-- INSTRUCTIONS FOR THE TASK --
The records below must be written out exactly, with every picture left behind.

-*-

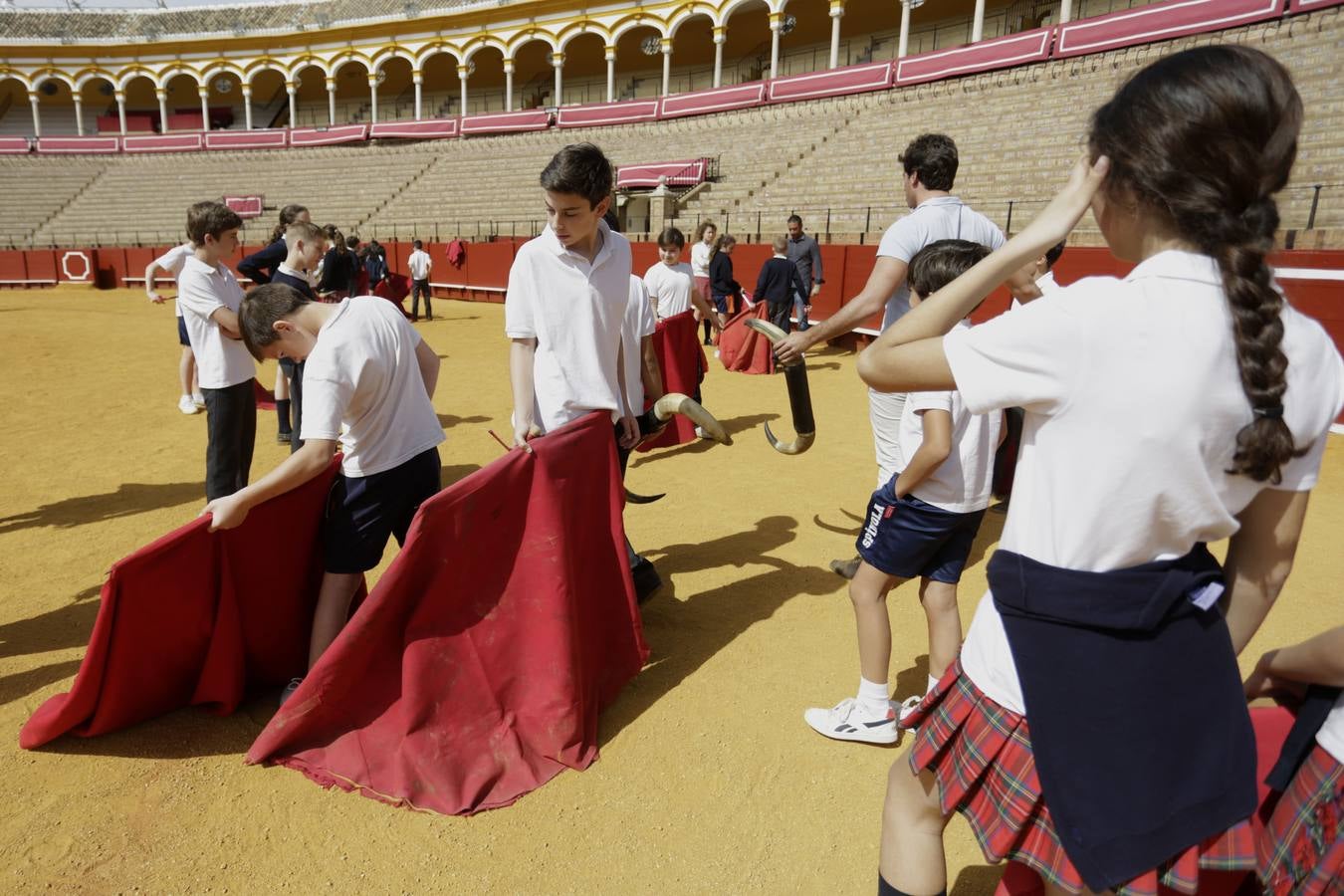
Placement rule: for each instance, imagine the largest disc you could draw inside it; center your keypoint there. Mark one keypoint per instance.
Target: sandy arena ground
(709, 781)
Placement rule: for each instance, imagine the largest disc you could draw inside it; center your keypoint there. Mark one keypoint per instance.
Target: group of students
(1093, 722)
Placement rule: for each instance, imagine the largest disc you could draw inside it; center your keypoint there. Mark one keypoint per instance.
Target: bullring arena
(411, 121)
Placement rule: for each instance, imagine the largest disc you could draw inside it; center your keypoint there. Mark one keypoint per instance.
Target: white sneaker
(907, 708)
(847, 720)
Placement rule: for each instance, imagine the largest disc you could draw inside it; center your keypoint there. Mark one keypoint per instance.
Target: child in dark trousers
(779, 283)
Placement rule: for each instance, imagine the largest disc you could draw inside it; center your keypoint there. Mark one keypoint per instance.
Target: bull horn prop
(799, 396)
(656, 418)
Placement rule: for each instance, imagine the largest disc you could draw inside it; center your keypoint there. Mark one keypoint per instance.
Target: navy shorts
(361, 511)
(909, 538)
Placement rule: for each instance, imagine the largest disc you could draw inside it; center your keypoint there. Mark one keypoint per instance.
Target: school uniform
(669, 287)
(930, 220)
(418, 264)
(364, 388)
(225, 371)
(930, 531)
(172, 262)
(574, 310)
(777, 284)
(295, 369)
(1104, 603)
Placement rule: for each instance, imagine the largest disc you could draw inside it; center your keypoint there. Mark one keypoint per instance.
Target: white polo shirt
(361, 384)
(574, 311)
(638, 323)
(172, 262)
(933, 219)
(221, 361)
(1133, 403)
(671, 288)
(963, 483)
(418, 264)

-*-

-- ANSWER SECTION --
Placement rule: for each instance, imagine the largest disc you could draw inside it; center your keypoint there. Mark one keypoint per instance.
Target: sandy arena ground
(709, 781)
Placement rule: for each instance, imagine the largest disc you could draw inside it; center your keypoint there. Mark one keypoint per instance.
Target: group of students
(1093, 722)
Placement rule: for each instance, imagine the largest disc you could draw inside it; center your keypoint there. Mark one keypoint per instance.
Target: bullring arena
(411, 121)
Placement rule: for each instance, imagine the largest disc you could draw inside it; center your keypoint there. Mark one keypoint per instance.
Target: white sneaker
(907, 708)
(847, 720)
Placement rule: for each instance, imagine the largest disc you could draw inside it; center your keypoint there. Mark one keypoint per instance.
Target: child in dark trousers
(779, 283)
Placement rule: for each instance, imagine the largest disc you could draw inside it; center your keypoint there. Mark one keypoint per instance.
Target: bull horn prop
(799, 396)
(656, 418)
Placement rule: for each instance, imagine the largest disc you could draw inside it; center your keypoint there. Mark one keypoint per instance.
Target: navy shorts
(361, 511)
(909, 538)
Placement rule: for each instance, imagine the largest disc you could draw inside it; center your keypoint there. Mark one keypoint per instance.
Target: school uniform
(669, 287)
(930, 220)
(418, 264)
(364, 388)
(225, 371)
(930, 531)
(172, 262)
(574, 310)
(777, 284)
(295, 369)
(1104, 603)
Placement rule: for each instance, imagine the largest disc you could draw inside it; center your keypoint there. Mark one keypoint per instance.
Target: white polo shirt
(361, 384)
(574, 311)
(638, 323)
(172, 262)
(933, 219)
(221, 361)
(1133, 403)
(671, 288)
(963, 483)
(418, 264)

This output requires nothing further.